* BEGIN INPUT MATERIAL *

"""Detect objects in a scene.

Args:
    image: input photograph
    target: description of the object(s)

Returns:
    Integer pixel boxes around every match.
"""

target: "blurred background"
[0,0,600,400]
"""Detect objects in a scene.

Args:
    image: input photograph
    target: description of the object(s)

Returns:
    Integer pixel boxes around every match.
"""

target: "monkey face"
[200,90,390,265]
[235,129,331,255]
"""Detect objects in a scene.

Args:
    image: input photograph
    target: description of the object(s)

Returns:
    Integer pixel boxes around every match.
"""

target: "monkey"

* END INPUT MATERIAL *

THE TASK. Rewrite all of the rows above, changing every instance of "Detect" to "Locate" and keeping everything else the same.

WORKED SOLUTION.
"""Locate objects in a scene.

Args:
    image: input photograph
    target: description of the object(s)

Returns:
    Integer pixel boxes around every match.
"""

target: "blurred background"
[0,0,600,400]
"""Locate objects in a scene.

Args:
    image: input photograph
    target: description of the object(s)

Returns:
    Integer pixel boxes around every match.
"""

target: "monkey face"
[200,90,390,265]
[235,129,331,255]
"""Locate objects in a scene.

Args:
    image: input photograph
    target: description of the object(s)

Returns:
    Integer pixel boxes around every match.
"""

target: "monkey"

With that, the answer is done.